I’ve no idea what the deal is here. I own two gen-2 Stages left only meters. One on a bike that is stored indoors 100% the time and one on a bike stored in the shed with variable temps.
I own a Quarq on my TT bike that is stored indoors 100% and may get hot in car during work hours.
I have a Garmin HRM-dual strap.
Every one of these devices roughly gets about 1/3 the battery life from the coin batteries as the places claim.
Right now, Google tells me the Stages should get 200 hours. Quarq search result seems to return 200 hours. Etc…Garmin HRM claimed “years” on battery life.
My average ride durations are 45min to 3 hours. Even if average ride is 2 hours, that’s 100 rides. I do about 6 hours a week.
-I’m having to change the Stages batteries about every 50 hours use, maybe, by far the worst. It may even be only 25 hours use.
-The Quarq is best at probably 100 hours. Fine by me.
-The HRM nowhere close to “years”…owned it for maybe 3 months after pulling the battery plastic off it brand new before it needed one.
What am I doing wrong? Is the fact these devices are Bluetooth and maybe I have Bluetooth on my iphone on or other devices with Bluetooth on in my house a problem? Even if they aren’t fitness devices? Or should that matter.
I’m also aware of the “bitter taste” coating issues and if a brand advertises that I’ll scuff up the surface some.
For Stages, I think it might have been Gen. 2 that had known battery life issues. I got mine upgraded to Gen 3 for that and other reasons (for a cost)
For my Polar HRM (H10), I had massive battery life issues. Turned out that it had some internal corrosion issues from sweat leakage, got it warrantied (Polar customer service was great). Maybe your Garmin has similar issues.
Where are you purchasing your batteries from? I have had issues with batteries from Amazon. They can be branded energizer or duracell and when the batteries arrive they look fine but the packaging is just a little weird. They seem fine at first but they seem to die quite quickly.
I think that you may have either fully fake batteries or seconds/thirds that never should have been sold because they are from a failed run.
I have a Gen 1 stages I’ve used for years. I think I get over 100 hours of use but doubt I get close to 200 hours per battery. For me that means changing the battery 2 or maybe 3 times a year. I’m ok with that.
Where are you purchasing your batteries from? I have had issues with batteries from Amazon. They can be branded energizer or duracell and when the batteries arrive they look fine but the packaging is just a little weird. They seem fine at first but they seem to die quite quickly.

- [Data excerpts]:
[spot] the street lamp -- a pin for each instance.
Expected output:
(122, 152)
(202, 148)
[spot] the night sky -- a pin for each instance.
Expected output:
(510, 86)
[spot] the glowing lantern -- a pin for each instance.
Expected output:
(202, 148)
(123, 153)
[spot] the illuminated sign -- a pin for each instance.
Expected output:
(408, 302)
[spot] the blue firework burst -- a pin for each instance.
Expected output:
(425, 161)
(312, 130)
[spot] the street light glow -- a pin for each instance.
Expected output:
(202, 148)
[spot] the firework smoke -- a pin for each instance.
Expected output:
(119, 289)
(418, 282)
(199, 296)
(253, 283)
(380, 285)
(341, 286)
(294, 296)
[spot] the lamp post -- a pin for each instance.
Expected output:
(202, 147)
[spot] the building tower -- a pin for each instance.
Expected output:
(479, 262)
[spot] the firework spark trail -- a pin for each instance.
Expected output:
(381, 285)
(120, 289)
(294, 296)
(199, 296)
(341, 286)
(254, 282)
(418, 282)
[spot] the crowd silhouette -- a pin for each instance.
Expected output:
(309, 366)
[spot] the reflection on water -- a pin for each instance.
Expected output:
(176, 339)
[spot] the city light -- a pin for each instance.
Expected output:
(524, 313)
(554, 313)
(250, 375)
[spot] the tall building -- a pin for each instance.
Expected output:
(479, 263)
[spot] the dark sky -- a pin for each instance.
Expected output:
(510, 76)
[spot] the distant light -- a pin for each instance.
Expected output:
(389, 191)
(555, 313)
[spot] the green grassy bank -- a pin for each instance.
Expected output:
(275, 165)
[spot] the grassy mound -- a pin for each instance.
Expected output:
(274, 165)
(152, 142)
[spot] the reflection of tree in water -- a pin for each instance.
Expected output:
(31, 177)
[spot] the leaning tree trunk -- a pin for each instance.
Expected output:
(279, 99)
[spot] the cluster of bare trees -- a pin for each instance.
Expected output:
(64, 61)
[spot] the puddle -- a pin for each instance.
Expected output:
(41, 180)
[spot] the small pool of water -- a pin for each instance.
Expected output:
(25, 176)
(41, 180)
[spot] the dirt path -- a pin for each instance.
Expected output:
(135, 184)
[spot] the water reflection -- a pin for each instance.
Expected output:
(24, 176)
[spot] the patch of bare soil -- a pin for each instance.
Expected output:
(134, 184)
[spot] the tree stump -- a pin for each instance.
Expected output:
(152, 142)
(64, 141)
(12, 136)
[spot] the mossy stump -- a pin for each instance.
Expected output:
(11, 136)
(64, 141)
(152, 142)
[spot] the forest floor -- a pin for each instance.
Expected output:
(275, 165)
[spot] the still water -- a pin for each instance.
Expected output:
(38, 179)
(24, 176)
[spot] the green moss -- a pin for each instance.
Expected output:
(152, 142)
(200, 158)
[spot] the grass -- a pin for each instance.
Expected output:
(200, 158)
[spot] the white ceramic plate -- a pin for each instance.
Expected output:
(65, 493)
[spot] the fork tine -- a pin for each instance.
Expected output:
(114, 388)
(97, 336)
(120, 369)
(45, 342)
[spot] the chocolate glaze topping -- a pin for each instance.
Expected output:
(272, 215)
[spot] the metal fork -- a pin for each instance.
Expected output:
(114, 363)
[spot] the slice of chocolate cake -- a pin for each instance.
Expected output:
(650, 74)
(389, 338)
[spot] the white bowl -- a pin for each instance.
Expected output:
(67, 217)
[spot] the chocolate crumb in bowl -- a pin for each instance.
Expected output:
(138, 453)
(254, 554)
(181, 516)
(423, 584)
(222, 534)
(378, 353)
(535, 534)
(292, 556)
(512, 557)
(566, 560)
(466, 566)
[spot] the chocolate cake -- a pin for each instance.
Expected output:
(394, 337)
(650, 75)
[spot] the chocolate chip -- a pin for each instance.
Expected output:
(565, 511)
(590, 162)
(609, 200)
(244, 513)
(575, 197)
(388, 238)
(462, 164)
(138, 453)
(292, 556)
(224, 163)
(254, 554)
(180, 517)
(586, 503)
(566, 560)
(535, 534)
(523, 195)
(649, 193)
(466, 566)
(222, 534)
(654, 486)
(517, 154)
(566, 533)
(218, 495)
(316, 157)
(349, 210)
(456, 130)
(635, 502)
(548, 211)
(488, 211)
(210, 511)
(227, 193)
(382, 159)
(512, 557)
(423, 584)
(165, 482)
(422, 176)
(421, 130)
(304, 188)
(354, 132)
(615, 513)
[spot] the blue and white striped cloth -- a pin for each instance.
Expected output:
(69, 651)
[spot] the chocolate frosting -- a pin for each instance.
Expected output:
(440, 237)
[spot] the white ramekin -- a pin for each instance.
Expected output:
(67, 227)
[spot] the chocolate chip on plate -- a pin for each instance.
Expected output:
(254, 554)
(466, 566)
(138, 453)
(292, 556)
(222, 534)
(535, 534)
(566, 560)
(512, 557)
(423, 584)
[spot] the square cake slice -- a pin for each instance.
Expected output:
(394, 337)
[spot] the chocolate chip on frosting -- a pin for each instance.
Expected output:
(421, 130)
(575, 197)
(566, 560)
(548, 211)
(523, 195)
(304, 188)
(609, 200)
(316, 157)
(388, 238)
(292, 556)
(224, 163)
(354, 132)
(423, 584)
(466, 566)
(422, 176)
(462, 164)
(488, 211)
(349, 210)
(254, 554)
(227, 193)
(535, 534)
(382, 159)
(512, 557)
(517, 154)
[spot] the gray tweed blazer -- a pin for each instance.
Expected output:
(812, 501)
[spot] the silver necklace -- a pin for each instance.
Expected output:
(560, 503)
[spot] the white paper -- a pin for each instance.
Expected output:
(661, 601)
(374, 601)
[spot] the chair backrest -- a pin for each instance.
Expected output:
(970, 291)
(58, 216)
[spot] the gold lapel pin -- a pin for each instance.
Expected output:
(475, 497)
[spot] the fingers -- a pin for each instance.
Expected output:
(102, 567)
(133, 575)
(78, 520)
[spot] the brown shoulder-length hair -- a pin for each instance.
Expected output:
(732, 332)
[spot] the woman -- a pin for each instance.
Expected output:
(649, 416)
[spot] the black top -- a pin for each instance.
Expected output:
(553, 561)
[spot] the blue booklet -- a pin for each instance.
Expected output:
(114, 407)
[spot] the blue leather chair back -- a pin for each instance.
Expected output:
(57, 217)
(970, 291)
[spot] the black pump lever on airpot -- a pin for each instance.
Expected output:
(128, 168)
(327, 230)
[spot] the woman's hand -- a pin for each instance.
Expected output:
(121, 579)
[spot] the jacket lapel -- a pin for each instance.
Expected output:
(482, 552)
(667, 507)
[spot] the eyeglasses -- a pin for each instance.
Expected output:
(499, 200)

- [Questions]:
A: In the thread on power-meter battery life, why did the Polar H10 heart-rate strap have massive battery life issues?
B: Transcribe the part of the battery-life thread starting at "I’ve no idea" and ending at "with variable temps.".

- [Expected results]:
A: The strap had internal corrosion caused by sweat leaking inside it. The owner got it repaired or replaced under warranty.

B:
I’ve no idea what the deal is here. I own two gen-2 Stages left only meters. One on a bike that is stored indoors 100% the time and one on a bike stored in the shed with variable temps.